**What to produce**: Copy the following rows word for word.

**Data listing**:
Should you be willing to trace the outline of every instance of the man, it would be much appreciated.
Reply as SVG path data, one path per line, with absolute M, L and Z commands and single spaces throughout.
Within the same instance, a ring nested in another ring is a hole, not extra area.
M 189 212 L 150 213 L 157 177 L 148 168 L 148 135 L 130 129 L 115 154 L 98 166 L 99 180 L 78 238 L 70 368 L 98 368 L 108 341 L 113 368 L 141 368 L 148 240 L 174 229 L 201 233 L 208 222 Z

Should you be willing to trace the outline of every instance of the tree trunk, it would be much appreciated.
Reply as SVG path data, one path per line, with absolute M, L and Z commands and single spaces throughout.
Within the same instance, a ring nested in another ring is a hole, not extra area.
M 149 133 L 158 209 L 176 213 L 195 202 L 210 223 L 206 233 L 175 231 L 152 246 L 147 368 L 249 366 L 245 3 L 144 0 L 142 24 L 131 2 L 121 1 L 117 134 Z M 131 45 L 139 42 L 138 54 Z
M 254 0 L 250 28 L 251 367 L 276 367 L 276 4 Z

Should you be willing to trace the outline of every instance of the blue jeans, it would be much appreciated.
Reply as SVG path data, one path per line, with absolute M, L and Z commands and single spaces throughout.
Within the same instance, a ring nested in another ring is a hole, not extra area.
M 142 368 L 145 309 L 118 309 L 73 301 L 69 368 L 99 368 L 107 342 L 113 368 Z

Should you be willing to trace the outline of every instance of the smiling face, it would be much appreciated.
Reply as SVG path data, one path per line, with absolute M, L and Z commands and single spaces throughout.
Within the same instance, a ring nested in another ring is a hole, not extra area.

**Answer for this exercise**:
Should you be willing to trace the outline of every instance of the man, it would be much appreciated.
Reply as SVG path data, one path per line, with absolute M, L and Z commands and single spaces throughout.
Within the same instance, a ring nested in another ring is a hole, not extra area.
M 189 212 L 150 213 L 157 177 L 148 168 L 148 135 L 130 129 L 115 154 L 98 166 L 99 180 L 78 238 L 70 368 L 98 368 L 108 341 L 113 368 L 141 368 L 148 240 L 174 229 L 201 233 L 208 222 Z

Should you be willing to trace the outline of every instance of the tree trunk, it would be much appreciated.
Reply as SVG path data, one path per line, with absolute M, L and Z commands and single spaces throughout.
Within the same instance, a ring nested in another ring is a hole, not extra area.
M 149 133 L 158 209 L 176 213 L 195 202 L 210 223 L 206 233 L 175 231 L 152 246 L 147 368 L 249 366 L 245 3 L 144 0 L 142 24 L 131 2 L 121 1 L 117 134 Z M 131 45 L 139 42 L 138 54 Z
M 254 0 L 250 28 L 251 367 L 276 367 L 276 4 Z

Should you be willing to trace the outline of every instance of the blue jeans, it would be much appreciated.
Reply as SVG path data, one path per line, with absolute M, L and Z commands and single spaces throughout.
Within the same instance, a ring nested in another ring is a hole, not extra area.
M 142 368 L 145 309 L 118 309 L 73 301 L 69 368 L 99 368 L 107 342 L 113 368 Z

Should you be willing to trace the outline of every instance of the smiling face, it would be much appreciated.
Reply as SVG path data, one path per line, with absolute M, L and Z commands and single spaces throughout.
Within the same instance, a ring nested in another ring is a hole, not extra area.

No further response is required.